> GIVEN RECORDS
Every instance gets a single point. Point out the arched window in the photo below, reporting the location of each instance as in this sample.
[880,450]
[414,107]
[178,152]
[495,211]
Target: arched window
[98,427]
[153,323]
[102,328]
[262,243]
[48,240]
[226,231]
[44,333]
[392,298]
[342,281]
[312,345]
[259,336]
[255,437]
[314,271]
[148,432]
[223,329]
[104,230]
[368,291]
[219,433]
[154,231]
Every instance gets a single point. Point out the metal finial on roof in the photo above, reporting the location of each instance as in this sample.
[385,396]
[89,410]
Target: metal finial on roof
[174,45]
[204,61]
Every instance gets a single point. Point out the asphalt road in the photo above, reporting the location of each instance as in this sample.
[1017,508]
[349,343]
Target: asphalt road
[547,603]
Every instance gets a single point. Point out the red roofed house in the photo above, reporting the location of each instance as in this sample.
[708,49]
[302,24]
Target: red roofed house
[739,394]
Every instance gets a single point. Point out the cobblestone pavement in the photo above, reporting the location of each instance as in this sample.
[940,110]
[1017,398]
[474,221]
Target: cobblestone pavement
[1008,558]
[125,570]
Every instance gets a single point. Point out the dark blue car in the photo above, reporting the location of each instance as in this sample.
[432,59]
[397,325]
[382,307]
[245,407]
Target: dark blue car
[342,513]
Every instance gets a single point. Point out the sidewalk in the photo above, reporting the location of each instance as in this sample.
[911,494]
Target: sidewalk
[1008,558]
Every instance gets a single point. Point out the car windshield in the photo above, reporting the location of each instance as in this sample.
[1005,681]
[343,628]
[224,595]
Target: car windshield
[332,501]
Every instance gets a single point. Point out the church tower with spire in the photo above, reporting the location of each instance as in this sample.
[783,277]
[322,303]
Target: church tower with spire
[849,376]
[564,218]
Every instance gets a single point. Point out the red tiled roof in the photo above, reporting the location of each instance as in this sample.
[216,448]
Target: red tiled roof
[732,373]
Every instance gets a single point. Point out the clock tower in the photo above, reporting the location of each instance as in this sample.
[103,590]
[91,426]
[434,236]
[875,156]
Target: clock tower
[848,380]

> INSTRUCTIONS TO FOLLOW
Exactly as they appear above, transcribe the records in full.

> EXERCISE OUTPUT
Every instance gets a single point. Point out the arched window in the photo below, reporting the location of each instance as in this sample.
[880,450]
[414,107]
[178,152]
[495,211]
Target: arched window
[98,427]
[153,323]
[102,328]
[262,243]
[48,240]
[226,231]
[44,333]
[392,298]
[342,281]
[312,345]
[259,336]
[255,437]
[314,271]
[148,432]
[223,329]
[104,230]
[368,291]
[219,433]
[154,231]
Every instance gets a single point. Point out the metal finial on roof in the photo above, reporting the location of each instance as in this sample.
[385,396]
[89,410]
Target: metal finial on roof
[174,45]
[204,61]
Every instance gets a single point. Point out the asphalt road in the photo above, reporting the location of each instance as in this sample.
[1017,508]
[349,343]
Target: asphalt road
[547,603]
Every instance gets a single point. Point out the red roofed house in the photo above, reporting the location of each instance as in this sample.
[708,49]
[302,24]
Target: red roofed house
[739,394]
Every instance gets a single point. Point out the cobblestone pavement in the photo above, reporting the location of each instance as in this sample.
[940,110]
[1017,398]
[474,221]
Target: cobblestone pavement
[1008,558]
[125,570]
Every instance gets a single point. Point out the dark blue car in the photo above, reporting the location of each instance as in this sample.
[432,59]
[397,325]
[382,307]
[245,407]
Target: dark blue car
[342,513]
Every instance gets a single point. Point out the sidewalk in the photo above, reporting the location of each instance as in this sample.
[911,494]
Target: sidewalk
[1008,558]
Every instance gets a single point. Point out the car windshield in the photo above, reporting the location of each instance as in this sample.
[1005,681]
[343,628]
[224,595]
Target: car windshield
[332,501]
Every instance gets a single point. Point out the church tower with spire in the photo above, reporting the location of each instance as in this sample.
[783,277]
[322,303]
Target: church tower with spire
[849,376]
[564,218]
Every instance gets a single point. Point out the red tiled roof in the photo above, reporting the location of each instance as in this sample.
[216,448]
Target: red tiled roof
[732,373]
Every instance gets a single point. Point out the clock tower in the photo above, reporting the location of each instance as in this sample.
[103,590]
[91,426]
[434,236]
[875,156]
Target: clock tower
[848,380]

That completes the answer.